*** Task data ***
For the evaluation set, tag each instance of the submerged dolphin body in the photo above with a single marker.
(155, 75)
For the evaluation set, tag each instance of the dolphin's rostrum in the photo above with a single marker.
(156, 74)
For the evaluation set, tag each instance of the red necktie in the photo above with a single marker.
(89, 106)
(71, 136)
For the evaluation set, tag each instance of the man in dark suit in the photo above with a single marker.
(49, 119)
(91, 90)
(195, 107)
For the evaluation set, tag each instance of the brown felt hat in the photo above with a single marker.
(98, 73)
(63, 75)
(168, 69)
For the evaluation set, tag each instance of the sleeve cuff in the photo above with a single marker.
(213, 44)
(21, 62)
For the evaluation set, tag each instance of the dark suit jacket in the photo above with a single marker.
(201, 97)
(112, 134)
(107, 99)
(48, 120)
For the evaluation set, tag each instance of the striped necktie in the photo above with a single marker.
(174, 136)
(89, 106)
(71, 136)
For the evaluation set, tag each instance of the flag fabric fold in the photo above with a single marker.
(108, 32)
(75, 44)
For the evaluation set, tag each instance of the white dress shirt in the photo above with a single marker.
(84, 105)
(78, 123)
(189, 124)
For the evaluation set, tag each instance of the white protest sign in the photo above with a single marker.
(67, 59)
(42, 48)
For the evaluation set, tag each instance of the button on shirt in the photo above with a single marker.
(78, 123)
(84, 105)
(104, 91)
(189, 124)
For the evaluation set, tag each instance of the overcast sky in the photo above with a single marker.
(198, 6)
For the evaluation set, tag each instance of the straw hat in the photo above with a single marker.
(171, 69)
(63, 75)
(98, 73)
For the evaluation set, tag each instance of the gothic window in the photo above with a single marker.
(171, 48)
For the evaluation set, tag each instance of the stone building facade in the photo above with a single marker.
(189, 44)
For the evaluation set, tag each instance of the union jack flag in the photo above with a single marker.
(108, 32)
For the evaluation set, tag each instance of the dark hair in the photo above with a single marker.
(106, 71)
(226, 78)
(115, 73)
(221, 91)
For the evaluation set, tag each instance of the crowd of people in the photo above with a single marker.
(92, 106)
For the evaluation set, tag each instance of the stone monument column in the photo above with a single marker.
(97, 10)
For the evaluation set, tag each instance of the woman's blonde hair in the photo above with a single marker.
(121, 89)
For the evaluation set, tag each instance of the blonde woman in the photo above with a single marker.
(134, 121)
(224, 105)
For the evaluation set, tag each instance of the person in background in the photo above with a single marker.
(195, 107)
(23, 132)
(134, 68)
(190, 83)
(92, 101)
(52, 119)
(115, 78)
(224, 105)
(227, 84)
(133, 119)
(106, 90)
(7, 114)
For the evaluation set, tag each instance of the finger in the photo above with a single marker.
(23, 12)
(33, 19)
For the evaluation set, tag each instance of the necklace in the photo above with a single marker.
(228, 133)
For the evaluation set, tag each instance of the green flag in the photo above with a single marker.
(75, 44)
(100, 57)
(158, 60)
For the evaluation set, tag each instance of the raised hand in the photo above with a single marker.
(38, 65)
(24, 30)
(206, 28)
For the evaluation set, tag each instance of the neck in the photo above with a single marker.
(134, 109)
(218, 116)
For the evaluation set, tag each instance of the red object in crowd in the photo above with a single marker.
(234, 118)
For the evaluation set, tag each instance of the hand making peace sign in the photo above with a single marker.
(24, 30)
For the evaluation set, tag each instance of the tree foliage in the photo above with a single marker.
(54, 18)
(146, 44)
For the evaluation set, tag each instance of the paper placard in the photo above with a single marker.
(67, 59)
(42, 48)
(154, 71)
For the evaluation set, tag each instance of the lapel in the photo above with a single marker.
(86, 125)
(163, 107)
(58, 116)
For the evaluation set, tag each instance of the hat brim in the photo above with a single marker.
***
What the exercise asks → Can you repeat, word for word, the lines above starting with the one that contains "For the evaluation set, tag each instance of the necklace" and running through the last line, with both ends included?

Answer →
For the evaluation set, tag each instance of the necklace in the photo above with a single marker.
(228, 133)
For the evaluation set, tag each instance of the green flag in the photo above with a single marker.
(75, 44)
(100, 57)
(158, 60)
For the evaluation set, tag each instance of the raised hand in the photo above with a single marker.
(38, 65)
(24, 30)
(206, 28)
For the evaluation set, tag each instance of the neck in the photo above with a single marker.
(134, 109)
(218, 116)
For the evaluation set, tag each instance of the red object in crowd in the photo above with a single marker.
(234, 118)
For the evaluation set, tag each instance of the hand making peace sign in the photo above with a single marker.
(24, 30)
For the evaluation set, tag each instance of the tree foliage in the photo above with a single marker.
(54, 18)
(146, 44)
For the evaluation set, tag each instance of the paper placard in the photo above with a single marker.
(67, 59)
(42, 48)
(154, 71)
For the evaluation set, tag each instance of the lapel in the photo above with a single marker.
(86, 125)
(163, 107)
(58, 116)
For the evaluation set, tag each instance of the hat brim in the photo above with a single marker.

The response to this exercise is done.